◆ **EXERCISE TASK 1**: According to the year-end message, why can eight staff members now have private accommodation?
◆ **EXERCISE TASK 2**: State how many lines of the records contain the word "white", matching case exactly, and give only the number.

◆ **PASSAGE**:
On behalf of all the Ingwelala staff, I take this early opportunity to wish each of our Christian Members a blessed and peaceful Christmas period, and all a prosperous 2015.

For those travelling, take special care on the roads. The staff are also grateful to you for all the support and encouragement you continue to lend us; we thank you sincerely for another productive year in the life of magical Ingwelala.

Reflecting back on the year 2014 I think it is safe to say a relatively quiet year in terms of no major environmental forces interruptions! The last remaining chore to restore the damaged septic tanks was successfully completed, and once again the company can embark on new projects.

The upgrade to Vuka Ingwe is one such example, where four new single quarters were built, immediately providing opportunity for eight staff previously sharing accommodation, to now enjoy their individual and private accommodation space. It is planned for the second identical unit to be constructed mid 2015.

[Records from a collection]
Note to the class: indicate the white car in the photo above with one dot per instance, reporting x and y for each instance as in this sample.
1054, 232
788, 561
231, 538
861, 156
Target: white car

◆ **WRITTEN RESPONSE 1**: Four new single quarters were built as part of the upgrade to Vuka Ingwe. That let eight staff members who had been sharing accommodation move into their own individual, private space.

◆ **WRITTEN RESPONSE 2**: 2